• What the exercise asks
Gather every line in the material below that has the word "face" in it, and copy each one out in full.

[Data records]
%%

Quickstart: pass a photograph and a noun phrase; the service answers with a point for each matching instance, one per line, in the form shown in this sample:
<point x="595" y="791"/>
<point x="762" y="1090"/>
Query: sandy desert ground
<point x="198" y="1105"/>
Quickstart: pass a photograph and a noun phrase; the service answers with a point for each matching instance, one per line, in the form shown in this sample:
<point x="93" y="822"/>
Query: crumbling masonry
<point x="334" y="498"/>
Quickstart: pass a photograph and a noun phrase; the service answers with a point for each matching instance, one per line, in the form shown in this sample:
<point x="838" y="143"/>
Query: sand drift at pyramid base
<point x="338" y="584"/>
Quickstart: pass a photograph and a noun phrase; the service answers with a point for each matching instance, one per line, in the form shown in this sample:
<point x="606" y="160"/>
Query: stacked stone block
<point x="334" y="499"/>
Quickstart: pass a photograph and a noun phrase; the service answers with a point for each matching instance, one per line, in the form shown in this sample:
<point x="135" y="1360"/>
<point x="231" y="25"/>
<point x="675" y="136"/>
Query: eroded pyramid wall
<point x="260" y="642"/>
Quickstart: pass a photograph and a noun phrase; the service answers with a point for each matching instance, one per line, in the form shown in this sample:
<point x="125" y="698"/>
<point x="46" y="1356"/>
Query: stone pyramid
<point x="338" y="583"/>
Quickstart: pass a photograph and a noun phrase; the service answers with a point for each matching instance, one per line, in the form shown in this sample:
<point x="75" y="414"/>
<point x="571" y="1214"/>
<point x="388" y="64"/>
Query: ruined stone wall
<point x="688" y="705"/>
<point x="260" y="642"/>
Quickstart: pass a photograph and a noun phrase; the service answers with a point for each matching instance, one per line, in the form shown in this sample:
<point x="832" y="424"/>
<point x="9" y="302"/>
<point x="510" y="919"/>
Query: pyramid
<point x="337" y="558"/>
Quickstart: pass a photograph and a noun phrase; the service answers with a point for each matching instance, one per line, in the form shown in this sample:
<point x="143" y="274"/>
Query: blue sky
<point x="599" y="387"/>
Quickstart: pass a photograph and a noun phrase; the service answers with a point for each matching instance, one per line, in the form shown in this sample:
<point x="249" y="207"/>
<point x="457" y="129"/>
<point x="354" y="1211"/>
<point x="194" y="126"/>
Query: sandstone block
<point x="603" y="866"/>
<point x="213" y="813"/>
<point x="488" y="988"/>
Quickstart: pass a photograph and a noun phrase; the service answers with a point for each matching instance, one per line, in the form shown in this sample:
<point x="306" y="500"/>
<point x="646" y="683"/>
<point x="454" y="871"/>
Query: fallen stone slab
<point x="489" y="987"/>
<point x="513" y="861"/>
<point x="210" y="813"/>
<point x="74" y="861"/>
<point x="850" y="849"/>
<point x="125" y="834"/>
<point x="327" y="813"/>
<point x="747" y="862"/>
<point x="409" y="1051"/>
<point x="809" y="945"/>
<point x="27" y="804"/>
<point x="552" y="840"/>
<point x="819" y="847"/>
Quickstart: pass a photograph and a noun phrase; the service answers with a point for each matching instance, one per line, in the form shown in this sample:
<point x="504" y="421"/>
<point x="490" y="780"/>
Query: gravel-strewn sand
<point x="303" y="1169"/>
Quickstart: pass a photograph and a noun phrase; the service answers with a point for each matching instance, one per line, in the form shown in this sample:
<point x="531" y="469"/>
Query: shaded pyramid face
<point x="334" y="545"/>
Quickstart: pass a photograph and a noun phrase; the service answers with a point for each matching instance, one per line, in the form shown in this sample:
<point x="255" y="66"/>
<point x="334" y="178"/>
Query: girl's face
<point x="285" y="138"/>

%%

• Task result
Query: shaded pyramid face
Query: girl's face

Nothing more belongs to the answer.